Image-backed grounding data:
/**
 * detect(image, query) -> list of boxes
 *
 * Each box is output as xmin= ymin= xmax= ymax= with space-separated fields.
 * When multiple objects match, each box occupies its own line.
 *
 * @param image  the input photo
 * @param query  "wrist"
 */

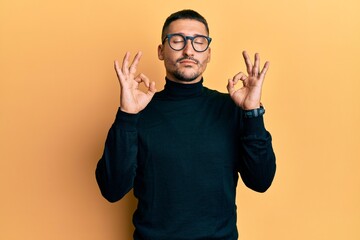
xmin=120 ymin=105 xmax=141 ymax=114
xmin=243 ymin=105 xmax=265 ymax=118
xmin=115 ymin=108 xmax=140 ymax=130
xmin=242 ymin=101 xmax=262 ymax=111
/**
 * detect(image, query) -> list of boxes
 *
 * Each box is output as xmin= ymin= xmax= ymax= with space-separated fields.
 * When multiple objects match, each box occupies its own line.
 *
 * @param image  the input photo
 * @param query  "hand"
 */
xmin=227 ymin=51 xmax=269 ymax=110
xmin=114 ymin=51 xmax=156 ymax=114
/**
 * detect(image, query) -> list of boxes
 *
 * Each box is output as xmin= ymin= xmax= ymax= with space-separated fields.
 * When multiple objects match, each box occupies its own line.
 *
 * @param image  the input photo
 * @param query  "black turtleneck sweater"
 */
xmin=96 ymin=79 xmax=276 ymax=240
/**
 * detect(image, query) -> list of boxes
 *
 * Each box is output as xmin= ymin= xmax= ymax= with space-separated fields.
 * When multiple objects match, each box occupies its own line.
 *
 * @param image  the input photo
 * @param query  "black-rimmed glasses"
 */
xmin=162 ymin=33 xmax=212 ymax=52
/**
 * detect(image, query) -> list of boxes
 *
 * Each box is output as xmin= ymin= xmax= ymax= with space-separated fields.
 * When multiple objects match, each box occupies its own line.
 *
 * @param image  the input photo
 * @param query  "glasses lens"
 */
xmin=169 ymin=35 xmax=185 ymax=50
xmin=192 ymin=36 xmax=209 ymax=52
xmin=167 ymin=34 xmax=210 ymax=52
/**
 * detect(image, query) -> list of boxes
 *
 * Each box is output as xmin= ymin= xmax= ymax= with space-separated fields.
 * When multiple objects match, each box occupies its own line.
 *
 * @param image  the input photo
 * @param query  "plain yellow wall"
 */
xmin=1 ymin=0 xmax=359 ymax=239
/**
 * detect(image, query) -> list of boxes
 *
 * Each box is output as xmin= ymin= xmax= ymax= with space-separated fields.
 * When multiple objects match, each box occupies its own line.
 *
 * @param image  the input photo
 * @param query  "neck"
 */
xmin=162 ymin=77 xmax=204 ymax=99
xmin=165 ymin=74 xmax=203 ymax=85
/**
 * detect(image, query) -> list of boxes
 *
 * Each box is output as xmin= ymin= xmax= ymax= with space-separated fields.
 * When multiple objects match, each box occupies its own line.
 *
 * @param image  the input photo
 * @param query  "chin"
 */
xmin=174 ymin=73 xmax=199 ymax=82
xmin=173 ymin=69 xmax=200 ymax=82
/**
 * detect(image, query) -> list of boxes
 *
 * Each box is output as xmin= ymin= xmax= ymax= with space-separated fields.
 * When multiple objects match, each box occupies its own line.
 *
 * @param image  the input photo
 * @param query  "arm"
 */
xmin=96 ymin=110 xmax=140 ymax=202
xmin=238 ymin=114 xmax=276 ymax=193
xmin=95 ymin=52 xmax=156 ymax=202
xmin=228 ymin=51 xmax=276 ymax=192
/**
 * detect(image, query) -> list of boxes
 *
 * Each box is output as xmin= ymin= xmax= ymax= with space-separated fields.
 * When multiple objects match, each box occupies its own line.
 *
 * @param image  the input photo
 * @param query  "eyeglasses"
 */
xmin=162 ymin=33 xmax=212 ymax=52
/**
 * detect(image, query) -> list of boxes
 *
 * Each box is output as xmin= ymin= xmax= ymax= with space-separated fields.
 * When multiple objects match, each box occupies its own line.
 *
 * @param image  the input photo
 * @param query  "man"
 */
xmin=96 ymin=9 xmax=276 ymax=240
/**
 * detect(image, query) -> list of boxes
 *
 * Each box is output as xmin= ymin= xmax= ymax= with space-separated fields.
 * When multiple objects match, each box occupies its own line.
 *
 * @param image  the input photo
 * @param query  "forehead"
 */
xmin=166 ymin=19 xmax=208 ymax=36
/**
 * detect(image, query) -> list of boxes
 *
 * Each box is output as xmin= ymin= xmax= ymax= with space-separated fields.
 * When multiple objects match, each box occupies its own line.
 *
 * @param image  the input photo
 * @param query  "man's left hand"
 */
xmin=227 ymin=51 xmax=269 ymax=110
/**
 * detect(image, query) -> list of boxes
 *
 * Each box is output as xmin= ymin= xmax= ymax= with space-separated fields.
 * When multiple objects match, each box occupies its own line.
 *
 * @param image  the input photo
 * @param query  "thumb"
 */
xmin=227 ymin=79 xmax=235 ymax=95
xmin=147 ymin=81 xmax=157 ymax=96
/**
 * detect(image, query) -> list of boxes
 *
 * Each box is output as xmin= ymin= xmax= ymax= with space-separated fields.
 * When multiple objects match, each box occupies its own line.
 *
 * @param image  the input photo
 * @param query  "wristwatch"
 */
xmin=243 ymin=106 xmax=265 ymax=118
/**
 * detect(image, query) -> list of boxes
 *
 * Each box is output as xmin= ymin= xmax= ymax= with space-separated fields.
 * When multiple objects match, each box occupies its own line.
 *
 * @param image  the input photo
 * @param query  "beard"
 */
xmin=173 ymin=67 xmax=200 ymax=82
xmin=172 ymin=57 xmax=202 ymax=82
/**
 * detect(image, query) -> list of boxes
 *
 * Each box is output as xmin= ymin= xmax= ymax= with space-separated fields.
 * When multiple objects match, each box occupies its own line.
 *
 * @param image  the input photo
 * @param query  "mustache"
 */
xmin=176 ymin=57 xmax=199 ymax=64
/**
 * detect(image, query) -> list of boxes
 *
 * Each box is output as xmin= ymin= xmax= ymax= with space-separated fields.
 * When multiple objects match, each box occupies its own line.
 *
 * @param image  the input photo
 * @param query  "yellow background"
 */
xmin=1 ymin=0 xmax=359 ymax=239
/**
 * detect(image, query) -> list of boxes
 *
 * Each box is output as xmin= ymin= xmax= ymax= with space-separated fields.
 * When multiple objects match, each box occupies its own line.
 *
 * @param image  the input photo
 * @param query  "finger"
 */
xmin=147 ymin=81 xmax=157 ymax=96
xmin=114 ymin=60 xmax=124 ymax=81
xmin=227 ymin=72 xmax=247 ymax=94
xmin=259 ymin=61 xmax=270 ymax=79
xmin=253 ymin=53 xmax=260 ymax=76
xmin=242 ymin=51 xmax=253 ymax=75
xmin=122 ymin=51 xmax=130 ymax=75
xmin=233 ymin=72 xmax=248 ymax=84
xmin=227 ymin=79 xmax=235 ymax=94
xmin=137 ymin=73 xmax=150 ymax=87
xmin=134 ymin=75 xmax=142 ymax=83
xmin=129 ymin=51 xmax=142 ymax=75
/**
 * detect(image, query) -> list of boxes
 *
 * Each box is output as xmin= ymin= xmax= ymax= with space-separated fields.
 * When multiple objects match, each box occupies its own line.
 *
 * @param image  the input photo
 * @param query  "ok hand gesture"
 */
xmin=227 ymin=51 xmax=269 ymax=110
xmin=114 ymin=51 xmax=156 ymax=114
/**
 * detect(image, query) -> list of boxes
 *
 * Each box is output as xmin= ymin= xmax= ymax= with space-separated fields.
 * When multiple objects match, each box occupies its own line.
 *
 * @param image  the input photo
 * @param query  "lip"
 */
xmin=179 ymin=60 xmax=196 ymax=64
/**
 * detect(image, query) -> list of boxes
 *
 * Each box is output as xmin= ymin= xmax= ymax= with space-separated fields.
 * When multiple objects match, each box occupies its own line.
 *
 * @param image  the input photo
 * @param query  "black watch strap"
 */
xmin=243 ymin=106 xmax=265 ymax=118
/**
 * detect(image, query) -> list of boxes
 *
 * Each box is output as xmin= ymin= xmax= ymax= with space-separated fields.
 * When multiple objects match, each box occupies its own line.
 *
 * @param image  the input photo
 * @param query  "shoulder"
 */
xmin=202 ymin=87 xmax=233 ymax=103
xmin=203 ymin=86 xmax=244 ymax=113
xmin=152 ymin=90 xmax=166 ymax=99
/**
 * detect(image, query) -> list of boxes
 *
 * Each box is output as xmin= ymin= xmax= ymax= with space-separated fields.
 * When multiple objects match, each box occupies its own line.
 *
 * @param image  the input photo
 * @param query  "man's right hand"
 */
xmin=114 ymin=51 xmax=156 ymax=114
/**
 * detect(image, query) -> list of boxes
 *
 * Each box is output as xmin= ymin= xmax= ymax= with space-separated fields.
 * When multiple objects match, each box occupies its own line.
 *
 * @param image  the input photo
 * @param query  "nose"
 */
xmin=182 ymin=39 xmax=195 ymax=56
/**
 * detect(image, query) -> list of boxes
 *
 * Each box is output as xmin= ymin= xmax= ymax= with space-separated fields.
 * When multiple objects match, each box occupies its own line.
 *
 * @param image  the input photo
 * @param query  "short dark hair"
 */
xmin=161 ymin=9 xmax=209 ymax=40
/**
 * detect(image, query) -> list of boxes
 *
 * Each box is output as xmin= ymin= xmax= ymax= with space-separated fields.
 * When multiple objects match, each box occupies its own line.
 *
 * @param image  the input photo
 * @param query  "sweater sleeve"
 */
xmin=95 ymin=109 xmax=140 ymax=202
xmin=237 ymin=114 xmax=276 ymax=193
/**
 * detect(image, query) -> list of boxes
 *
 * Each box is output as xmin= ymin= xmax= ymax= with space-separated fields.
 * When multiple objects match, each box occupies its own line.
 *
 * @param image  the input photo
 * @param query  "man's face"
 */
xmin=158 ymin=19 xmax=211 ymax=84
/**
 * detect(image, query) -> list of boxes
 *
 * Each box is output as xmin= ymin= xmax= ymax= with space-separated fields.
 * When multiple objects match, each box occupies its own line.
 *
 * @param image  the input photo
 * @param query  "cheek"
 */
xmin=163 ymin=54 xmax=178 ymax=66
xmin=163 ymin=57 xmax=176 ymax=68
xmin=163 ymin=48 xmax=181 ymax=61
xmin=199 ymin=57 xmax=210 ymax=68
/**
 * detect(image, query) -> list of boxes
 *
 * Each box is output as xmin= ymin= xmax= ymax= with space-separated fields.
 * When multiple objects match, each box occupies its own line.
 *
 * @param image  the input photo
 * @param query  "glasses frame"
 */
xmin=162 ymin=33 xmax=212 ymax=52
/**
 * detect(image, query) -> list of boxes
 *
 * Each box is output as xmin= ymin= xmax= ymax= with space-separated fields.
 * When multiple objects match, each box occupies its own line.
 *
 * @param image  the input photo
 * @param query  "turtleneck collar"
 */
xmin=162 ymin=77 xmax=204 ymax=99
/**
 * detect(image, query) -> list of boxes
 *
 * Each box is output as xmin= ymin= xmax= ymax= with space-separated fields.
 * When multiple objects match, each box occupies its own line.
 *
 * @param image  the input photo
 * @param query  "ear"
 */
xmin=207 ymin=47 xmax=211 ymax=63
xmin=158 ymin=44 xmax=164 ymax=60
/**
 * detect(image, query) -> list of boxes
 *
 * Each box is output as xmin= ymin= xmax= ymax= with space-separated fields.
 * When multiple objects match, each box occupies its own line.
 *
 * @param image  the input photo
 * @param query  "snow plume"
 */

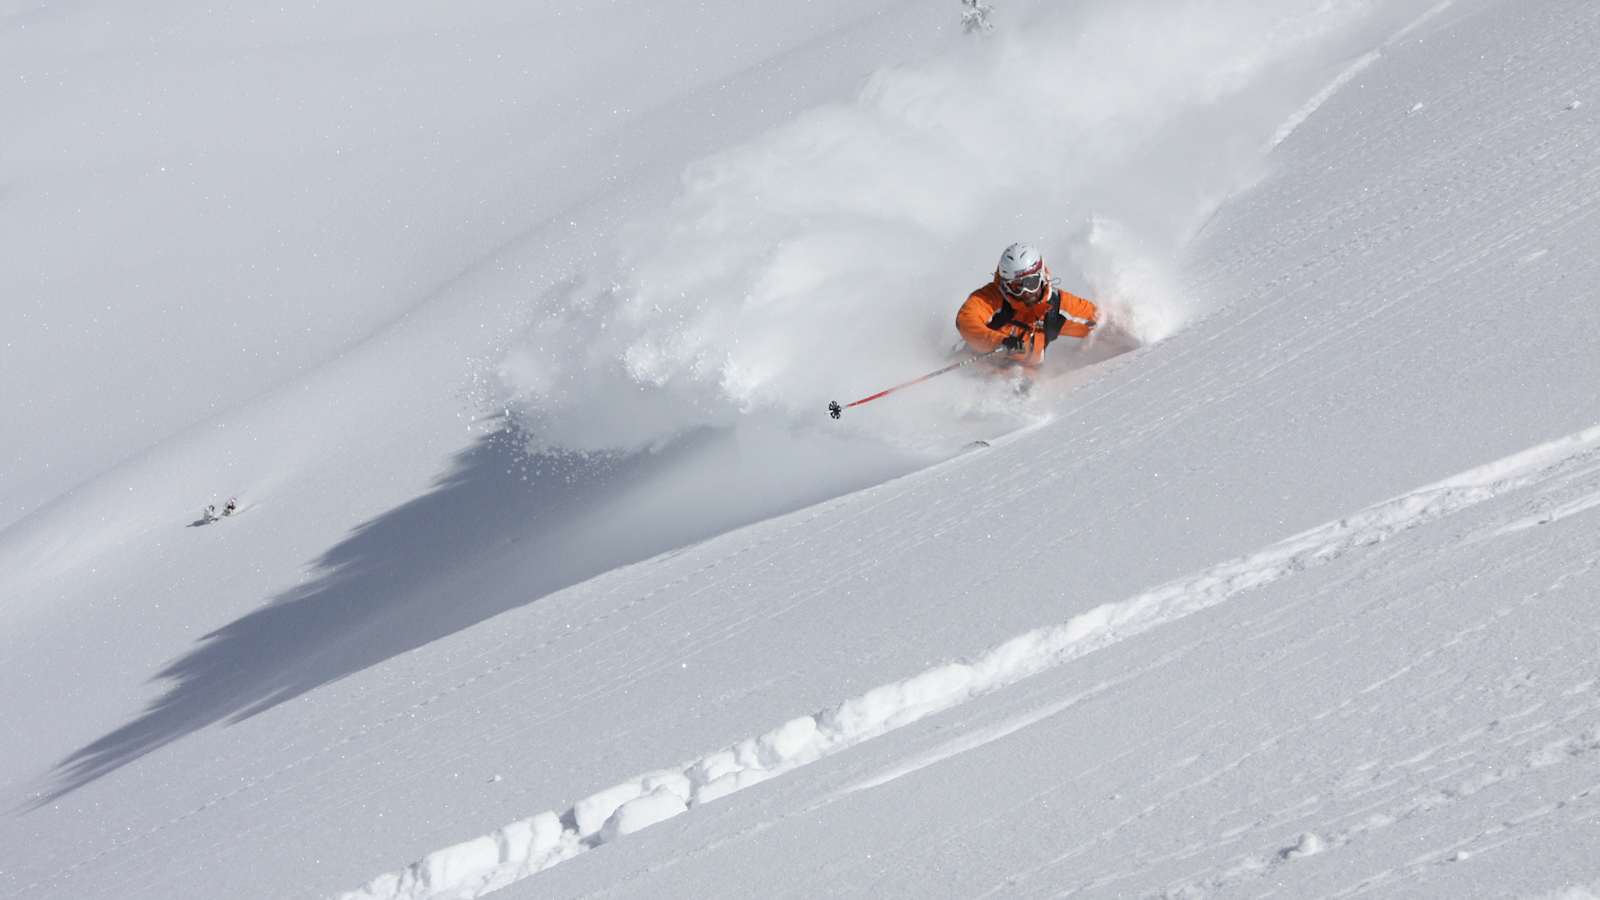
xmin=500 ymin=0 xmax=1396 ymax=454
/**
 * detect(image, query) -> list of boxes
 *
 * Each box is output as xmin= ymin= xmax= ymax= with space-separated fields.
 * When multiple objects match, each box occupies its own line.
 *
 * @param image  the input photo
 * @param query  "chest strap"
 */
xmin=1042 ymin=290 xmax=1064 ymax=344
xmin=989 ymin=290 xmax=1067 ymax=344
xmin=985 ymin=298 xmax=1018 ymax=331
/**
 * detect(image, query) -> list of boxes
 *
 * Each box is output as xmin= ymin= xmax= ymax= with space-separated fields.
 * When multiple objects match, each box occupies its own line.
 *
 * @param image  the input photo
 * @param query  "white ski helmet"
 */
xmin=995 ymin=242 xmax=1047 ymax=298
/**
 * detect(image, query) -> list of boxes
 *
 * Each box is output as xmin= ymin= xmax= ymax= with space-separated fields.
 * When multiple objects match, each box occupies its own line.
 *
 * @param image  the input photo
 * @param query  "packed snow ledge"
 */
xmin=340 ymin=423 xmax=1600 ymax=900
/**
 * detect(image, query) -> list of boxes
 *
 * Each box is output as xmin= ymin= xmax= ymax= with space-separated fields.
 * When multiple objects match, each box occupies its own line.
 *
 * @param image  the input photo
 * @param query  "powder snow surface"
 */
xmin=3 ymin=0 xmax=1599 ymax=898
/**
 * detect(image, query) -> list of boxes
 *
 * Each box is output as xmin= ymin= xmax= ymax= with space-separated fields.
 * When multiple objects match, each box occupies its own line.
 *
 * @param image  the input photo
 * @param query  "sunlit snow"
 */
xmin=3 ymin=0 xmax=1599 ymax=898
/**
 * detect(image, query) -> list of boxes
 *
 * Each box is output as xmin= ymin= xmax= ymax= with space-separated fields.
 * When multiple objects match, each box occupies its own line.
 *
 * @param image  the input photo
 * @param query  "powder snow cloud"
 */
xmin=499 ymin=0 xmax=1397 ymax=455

**Goal of the exercise**: Some lines in the data above hold the string "sweater". Find and copy each of them.

**Exercise result**:
 * @param query  "black turtleneck sweater"
 * @param query  "sweater sleeve"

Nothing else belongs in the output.